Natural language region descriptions
※ ※ ※

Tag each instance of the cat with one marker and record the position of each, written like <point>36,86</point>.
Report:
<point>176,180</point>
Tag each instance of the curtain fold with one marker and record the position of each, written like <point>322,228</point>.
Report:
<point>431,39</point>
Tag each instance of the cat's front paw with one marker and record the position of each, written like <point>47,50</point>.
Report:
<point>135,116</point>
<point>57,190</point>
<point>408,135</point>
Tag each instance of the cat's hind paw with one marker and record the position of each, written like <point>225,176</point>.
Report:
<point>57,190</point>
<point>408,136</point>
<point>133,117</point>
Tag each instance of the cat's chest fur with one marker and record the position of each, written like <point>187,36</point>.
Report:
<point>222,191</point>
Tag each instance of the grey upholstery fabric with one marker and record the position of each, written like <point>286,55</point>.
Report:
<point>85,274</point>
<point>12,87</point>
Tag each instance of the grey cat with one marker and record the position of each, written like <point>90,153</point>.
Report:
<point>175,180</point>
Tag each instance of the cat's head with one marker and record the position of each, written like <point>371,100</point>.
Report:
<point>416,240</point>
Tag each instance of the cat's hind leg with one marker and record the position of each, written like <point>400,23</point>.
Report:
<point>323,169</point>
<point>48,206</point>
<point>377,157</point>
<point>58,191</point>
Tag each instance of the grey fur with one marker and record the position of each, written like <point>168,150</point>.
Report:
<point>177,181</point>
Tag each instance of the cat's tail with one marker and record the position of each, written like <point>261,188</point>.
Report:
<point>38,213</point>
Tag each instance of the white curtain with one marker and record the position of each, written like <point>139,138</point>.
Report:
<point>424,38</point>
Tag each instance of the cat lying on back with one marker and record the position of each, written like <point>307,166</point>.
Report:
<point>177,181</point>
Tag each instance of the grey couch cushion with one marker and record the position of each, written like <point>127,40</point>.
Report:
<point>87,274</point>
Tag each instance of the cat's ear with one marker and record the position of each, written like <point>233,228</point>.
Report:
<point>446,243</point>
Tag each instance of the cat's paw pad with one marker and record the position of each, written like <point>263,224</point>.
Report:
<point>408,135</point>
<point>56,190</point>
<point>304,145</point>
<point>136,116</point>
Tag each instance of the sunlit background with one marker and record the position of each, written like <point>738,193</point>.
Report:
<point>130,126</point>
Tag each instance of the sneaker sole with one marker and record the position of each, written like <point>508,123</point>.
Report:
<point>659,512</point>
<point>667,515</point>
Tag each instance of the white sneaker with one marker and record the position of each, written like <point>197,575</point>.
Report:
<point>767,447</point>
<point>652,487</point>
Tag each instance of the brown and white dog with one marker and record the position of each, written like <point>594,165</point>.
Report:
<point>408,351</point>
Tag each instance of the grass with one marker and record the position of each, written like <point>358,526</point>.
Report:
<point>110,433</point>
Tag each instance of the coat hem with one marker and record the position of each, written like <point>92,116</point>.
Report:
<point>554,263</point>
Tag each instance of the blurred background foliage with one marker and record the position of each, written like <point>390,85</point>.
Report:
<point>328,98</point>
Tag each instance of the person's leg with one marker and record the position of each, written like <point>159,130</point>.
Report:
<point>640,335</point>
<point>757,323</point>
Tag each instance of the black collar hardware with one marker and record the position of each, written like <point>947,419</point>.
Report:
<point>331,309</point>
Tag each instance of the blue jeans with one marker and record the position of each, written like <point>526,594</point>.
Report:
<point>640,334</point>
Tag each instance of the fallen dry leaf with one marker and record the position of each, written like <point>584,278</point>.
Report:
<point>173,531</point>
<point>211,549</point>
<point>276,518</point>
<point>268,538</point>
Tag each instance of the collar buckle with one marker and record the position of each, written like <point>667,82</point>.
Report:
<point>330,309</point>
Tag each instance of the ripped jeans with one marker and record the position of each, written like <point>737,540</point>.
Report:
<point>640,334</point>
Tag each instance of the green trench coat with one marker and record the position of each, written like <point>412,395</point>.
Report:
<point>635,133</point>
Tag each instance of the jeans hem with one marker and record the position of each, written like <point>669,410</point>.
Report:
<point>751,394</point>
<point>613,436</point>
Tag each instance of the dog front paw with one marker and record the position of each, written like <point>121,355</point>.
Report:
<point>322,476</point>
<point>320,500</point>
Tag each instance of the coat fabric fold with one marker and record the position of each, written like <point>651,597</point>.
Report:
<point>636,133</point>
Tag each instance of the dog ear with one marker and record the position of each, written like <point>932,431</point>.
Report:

※ ※ ※

▸ Your task:
Give every entry back unchanged. Leave none out.

▸ Written solution:
Tag each instance of the cat with one marker and record the position of each, written like <point>36,86</point>.
Report:
<point>176,180</point>
Tag each instance of the curtain fold with one marker and record the position of each, written like <point>322,228</point>.
Report:
<point>431,39</point>
Tag each instance of the cat's front paw with one marker and record the position of each, written like <point>47,50</point>.
Report:
<point>135,116</point>
<point>57,190</point>
<point>408,135</point>
Tag each instance of the cat's hind paw with one marker and record the position of each, written like <point>225,176</point>.
Report:
<point>57,190</point>
<point>408,136</point>
<point>133,117</point>
Tag each instance of the cat's chest fur with one marker and record the position of each, written like <point>187,36</point>.
Report:
<point>222,191</point>
Tag each instance of the grey upholstery fabric with one marker and record the position of each, written like <point>286,55</point>.
Report:
<point>85,274</point>
<point>12,87</point>
Tag each instance of the grey cat with one marker and record the position of each, written like <point>90,153</point>.
Report:
<point>175,180</point>
Tag each instance of the cat's head with one marker and record the position of each, written like <point>371,100</point>.
Report:
<point>416,240</point>
Tag each instance of the cat's hind leg with one marker and record the position of each, written like <point>400,23</point>.
Report:
<point>323,169</point>
<point>48,206</point>
<point>377,157</point>
<point>58,191</point>
Tag each instance of the grey fur with one marker and record the position of each, written like <point>168,150</point>.
Report:
<point>177,181</point>
Tag each instance of the cat's tail with one marker and record the position of each, written like <point>261,188</point>.
Report:
<point>38,213</point>
Tag each instance of the white curtain with one marker and record the position of each, written like <point>139,138</point>.
Report:
<point>424,38</point>
Tag each instance of the cat lying on back with one marker and record the position of each, written like <point>307,166</point>.
Report:
<point>177,181</point>
Tag each instance of the grey couch cushion with one marker and record the position of each, written like <point>127,40</point>.
Report:
<point>87,274</point>
Tag each instance of the cat's ear with one marker and record the position of each, written like <point>233,228</point>.
Report:
<point>446,243</point>
Tag each instance of the cat's paw pad with one marker and record the position of each, written like <point>263,224</point>.
Report:
<point>408,135</point>
<point>56,190</point>
<point>304,145</point>
<point>136,116</point>
Tag each instance of the sunlit background with one marker and record the position of each, written like <point>738,193</point>.
Report:
<point>130,126</point>
Tag each instance of the sneaker sole with one marker and record the position of each, written like <point>508,123</point>.
Report:
<point>659,512</point>
<point>667,515</point>
Tag each instance of the white sneaker with one marker and record the position of each, written like <point>197,575</point>.
Report:
<point>767,447</point>
<point>652,487</point>
Tag each instance of the brown and white dog with one marker and record the position of each, written like <point>594,165</point>.
Report:
<point>408,351</point>
Tag each instance of the grass with one marker and record the position of each, written like <point>358,526</point>.
Report:
<point>110,433</point>
Tag each instance of the coat hem with one marker and record the position of each, written like <point>92,116</point>.
Report:
<point>554,263</point>
Tag each instance of the blurred background foliage with one marker and record the position of each, written like <point>390,85</point>.
Report:
<point>328,98</point>
Tag each instance of the person's leg with one marker and record the position of each, written like <point>159,130</point>.
Report:
<point>640,335</point>
<point>757,323</point>
Tag each instance of the black collar hardware with one marker and record the position of each, written like <point>947,419</point>.
Report:
<point>331,309</point>
Tag each instance of the blue jeans with one marker and record the position of each, written like <point>526,594</point>.
Report:
<point>640,334</point>
Tag each instance of the fallen dry leaf with one marker and record the position of each, written like <point>584,278</point>.
Report:
<point>173,531</point>
<point>211,549</point>
<point>276,518</point>
<point>268,538</point>
Tag each instance of the collar buckle with one marker and record the position of each, written like <point>667,82</point>.
Report:
<point>330,309</point>
Tag each instance of the ripped jeans with one marker and record the position of each, written like <point>737,540</point>.
Report:
<point>640,334</point>
Tag each instance of the green trench coat with one marker and record the position of each, written like <point>412,395</point>.
Report:
<point>635,133</point>
Tag each instance of the jeans hem with one marker and record the position of each, written like <point>669,410</point>.
Report:
<point>751,394</point>
<point>613,436</point>
Tag each instance of the dog front paw with one marker and record the position of each, written like <point>121,355</point>.
Report:
<point>322,476</point>
<point>320,500</point>
Tag each instance of the coat fabric fold with one marker and record the position of each, written like <point>651,597</point>.
Report:
<point>636,133</point>
Tag each instance of the dog ear with one marker and record the position of each, written like <point>932,431</point>.
Report:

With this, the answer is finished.